Records to use:
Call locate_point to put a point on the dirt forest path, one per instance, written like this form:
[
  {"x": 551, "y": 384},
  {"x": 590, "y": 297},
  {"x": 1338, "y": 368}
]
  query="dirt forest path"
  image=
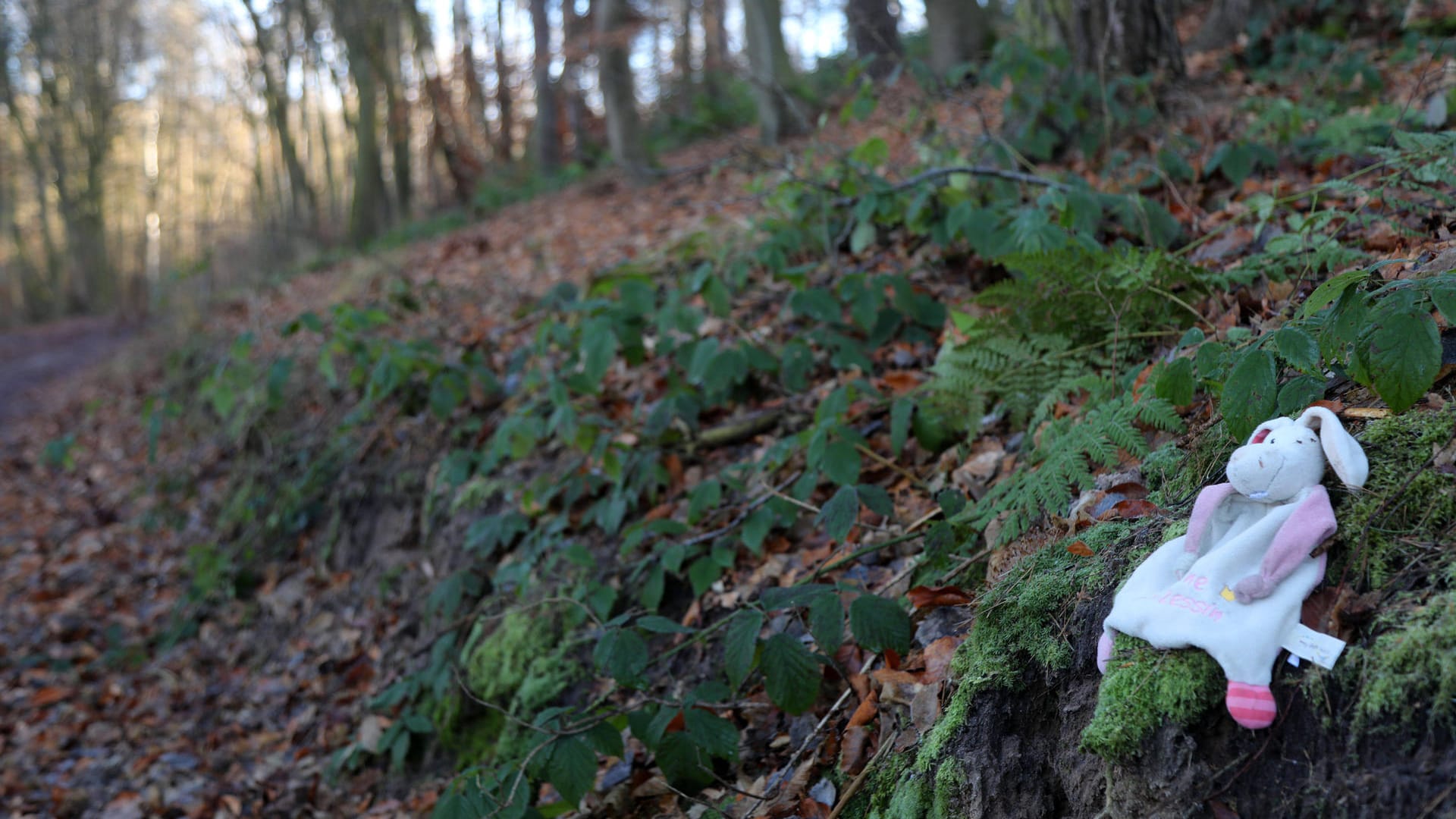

Exercise prompt:
Look through the material for "path". Copy each line that has it.

Response below:
Call locate_point to put a point on the dirt forest path, one per instance, written like this form:
  query="dirt forest path"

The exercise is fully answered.